**Input material:**
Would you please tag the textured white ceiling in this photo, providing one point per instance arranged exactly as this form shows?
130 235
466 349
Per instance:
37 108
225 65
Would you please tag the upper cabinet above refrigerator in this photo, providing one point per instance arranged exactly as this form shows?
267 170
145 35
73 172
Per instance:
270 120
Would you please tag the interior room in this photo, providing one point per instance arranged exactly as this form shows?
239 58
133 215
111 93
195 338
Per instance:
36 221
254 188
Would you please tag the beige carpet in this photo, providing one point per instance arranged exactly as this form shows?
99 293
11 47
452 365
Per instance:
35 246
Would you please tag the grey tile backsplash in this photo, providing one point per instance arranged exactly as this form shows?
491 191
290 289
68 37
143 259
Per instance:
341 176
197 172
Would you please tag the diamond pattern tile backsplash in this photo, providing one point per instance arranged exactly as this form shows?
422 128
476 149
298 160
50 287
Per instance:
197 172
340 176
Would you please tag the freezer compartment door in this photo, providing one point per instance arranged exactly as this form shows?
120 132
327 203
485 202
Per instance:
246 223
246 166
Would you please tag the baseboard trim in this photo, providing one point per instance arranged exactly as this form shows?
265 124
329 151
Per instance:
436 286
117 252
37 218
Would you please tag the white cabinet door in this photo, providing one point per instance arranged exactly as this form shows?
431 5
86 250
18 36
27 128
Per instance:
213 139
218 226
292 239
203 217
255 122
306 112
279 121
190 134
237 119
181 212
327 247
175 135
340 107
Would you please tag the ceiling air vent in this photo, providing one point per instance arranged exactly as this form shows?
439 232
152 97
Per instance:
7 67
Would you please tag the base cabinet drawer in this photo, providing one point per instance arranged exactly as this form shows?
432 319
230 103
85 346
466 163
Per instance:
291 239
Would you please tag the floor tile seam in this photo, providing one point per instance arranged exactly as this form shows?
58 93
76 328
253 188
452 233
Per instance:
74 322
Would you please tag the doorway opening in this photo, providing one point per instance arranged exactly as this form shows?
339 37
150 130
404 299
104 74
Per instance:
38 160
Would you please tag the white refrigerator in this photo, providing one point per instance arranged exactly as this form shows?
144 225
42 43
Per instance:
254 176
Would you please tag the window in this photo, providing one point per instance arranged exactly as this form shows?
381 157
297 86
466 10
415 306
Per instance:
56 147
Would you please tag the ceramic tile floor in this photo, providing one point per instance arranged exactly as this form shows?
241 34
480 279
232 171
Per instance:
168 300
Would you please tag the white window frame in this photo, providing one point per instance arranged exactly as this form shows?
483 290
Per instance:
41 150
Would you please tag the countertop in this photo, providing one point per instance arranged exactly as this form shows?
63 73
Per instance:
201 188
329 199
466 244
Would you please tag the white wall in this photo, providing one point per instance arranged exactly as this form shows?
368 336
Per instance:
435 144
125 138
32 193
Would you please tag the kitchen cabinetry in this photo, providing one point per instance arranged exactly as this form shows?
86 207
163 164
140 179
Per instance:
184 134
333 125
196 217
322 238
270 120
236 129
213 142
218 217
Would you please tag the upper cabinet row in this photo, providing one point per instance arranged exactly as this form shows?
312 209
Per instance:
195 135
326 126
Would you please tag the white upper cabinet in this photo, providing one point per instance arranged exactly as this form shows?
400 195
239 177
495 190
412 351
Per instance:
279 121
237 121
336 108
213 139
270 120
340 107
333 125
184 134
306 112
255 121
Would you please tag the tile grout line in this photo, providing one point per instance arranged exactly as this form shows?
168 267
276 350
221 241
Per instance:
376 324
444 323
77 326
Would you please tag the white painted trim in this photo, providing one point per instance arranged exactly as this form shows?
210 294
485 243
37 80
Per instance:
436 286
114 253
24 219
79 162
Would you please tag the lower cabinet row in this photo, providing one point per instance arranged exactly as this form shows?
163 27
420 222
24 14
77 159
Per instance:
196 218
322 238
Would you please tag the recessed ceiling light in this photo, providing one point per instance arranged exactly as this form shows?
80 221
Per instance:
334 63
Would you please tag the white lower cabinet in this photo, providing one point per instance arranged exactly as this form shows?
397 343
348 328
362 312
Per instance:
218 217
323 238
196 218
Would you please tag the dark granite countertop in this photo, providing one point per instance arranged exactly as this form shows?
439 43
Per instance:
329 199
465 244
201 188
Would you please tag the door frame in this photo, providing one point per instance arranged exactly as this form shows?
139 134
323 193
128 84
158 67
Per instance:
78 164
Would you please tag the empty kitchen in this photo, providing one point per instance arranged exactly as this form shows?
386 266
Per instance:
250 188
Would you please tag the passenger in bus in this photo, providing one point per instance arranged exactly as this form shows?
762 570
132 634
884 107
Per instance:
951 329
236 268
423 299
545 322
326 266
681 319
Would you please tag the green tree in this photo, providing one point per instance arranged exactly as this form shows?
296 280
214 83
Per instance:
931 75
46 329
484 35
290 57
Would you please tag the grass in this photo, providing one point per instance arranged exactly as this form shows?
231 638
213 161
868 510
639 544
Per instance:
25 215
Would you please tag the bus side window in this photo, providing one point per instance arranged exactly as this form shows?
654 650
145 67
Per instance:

**Your objective:** So that the data stays intact, repeat all of it exactly.

**Final answer:**
Would you please tag the textured white ceiling in this photo, providing one point per instance arranged exactly as this form shows?
130 235
466 349
Per instance:
37 108
225 65
Would you please tag the upper cabinet above refrigerator in this photo, providing one point per instance arranged exactly as this form shows?
267 170
145 35
73 172
Per instance:
270 120
Would you please tag the interior room in this photo, providing one point per instance arranged exactly as this form shows?
239 58
133 215
111 93
195 338
Per instance:
36 221
254 188
Would you please tag the beige carpet in this photo, providing one point per instance arranged exactly as this form shows?
99 293
11 47
452 365
Per instance:
35 246
Would you please tag the grey tile backsplash in this photo, providing one point per instance arranged exactly as this form shows?
491 191
290 289
68 37
143 259
Per instance:
341 176
197 172
Would you please tag the diamond pattern tile backsplash in this photo, providing one point per instance arranged exactly as this form shows?
422 128
476 149
298 160
50 287
Per instance:
197 172
340 176
Would you please tag the freezer compartment door in this photo, providing one point per instance arranged exactly as this form shows?
120 132
327 203
485 202
Per instance:
246 223
246 166
Would you please tag the baseboard trim in this photo, providing one point per instance arranged exactly as this form shows?
265 124
329 151
Per instance:
436 286
117 252
37 218
Would you please tag the white cabinet door in this photo, providing one point per instance arranged exactly as this form shows?
431 5
86 250
18 36
27 128
Per instance:
213 139
218 226
292 239
203 217
255 122
306 112
279 121
190 134
237 119
181 212
327 247
175 135
340 107
Would you please tag the ceiling air vent in this photo, providing one point per instance arranged exactly as this form shows?
439 232
152 97
Per instance:
7 67
Would you please tag the base cabinet drawer in this photo, providing one point per instance arranged exactly as this form shows?
432 319
230 103
85 346
466 163
Per instance:
291 239
Would you please tag the floor tile seam in this photo, providing one point per instance arranged exactly as this form shows?
58 93
76 328
253 188
452 233
Per instance:
74 322
Would you please tag the doorway opening in this photo, providing one point per instance arranged exactly as this form shows?
339 37
150 130
404 299
104 74
Per instance:
38 160
Would you please tag the white refrigerator in this photo, providing one point per instance arranged exactly as this form shows?
144 225
42 43
Per instance:
254 176
Would you please tag the window in this photo, providing one point per instance arranged exactly as this form shows?
381 157
297 86
466 10
415 306
Per instance:
56 147
Would you please tag the ceramic tile floor in this photo, providing one point per instance arranged exactly as this form shows?
241 34
480 279
232 171
Per instance:
168 300
Would you please tag the white window frame in this photo, providing one point per instance arranged exactly as this form shows?
483 290
Per instance:
41 150
Would you please tag the countertop in this photo, providing one point per instance arranged exactly as this form shows?
63 73
Per instance:
201 188
329 199
466 244
Would you please tag the white wall in this photo, providing one point per instance arranged exactly as this form shows?
368 336
Per instance:
435 144
125 138
32 193
Would you please tag the kitchen cabinetry in this photo, providing one point per instance arranged exactly as this form shows?
86 207
163 164
140 179
Per instance:
184 134
333 125
196 217
322 238
270 120
236 129
213 142
218 217
Would you please tag the upper cabinet row in this photo, providing one point per instance arranged exactly as this form shows?
312 209
Per instance:
195 135
326 126
Would you please tag the white upper cabinet in this photo, providing one point per instance arranged exactly as this form shows?
400 195
239 177
495 190
412 351
Per instance:
279 121
237 121
336 108
213 139
270 120
340 107
333 125
184 134
306 112
255 121
Would you please tag the tile grout line in this photo, providing one point per instance arranged exactly as this form shows?
168 267
276 350
221 241
Per instance:
376 324
444 323
77 326
Would you please tag the white painted trim in this photo, providing one point per instance arranged exactly as this form shows?
210 294
485 243
37 80
Per instance:
436 286
114 253
24 219
79 162
Would you please tag the lower cabinet row in this photo, providing one point per instance arranged exactly as this form shows?
163 27
420 222
24 14
77 159
Per instance:
196 218
322 238
Would you please tag the recessed ceiling light in this photo, providing one point per instance arranged exactly as this form shows?
80 221
Per instance:
334 63
Would you please tag the white lower cabinet in this photo, providing one point per instance arranged exactly as this form shows?
397 343
348 328
362 312
Per instance:
218 217
323 238
196 218
Would you please tag the dark granite countertop in this photo, providing one point per instance arranged exactly as this form shows?
439 43
Per instance:
329 199
465 244
201 188
Would you please tag the door frame in this photo, providing one point per instance arranged exactly as this form shows?
139 134
323 193
128 84
158 67
Per instance:
78 164
Would you please tag the empty kitchen in this photo, providing one point per instance arranged exactly as this form shows?
386 266
Per instance:
250 188
Would you please tag the passenger in bus in this photo, providing one point per instance arranged exactly as this form shows?
762 570
132 634
884 107
Per instance:
951 329
236 268
423 299
545 322
326 266
681 319
Would you please tag the green tree in this photo, providing one point per instance arranged exactly as this form shows?
296 280
214 83
Per instance:
931 75
46 329
484 35
290 57
Would you please tag the grass in this photo, providing one point per instance arranged exactly as this form shows?
231 638
213 161
868 510
639 544
Per instance:
25 215
Would you please tag the bus side window in this photo, providing one point per instance arranged exactly as this form shows?
654 650
145 67
Per instance:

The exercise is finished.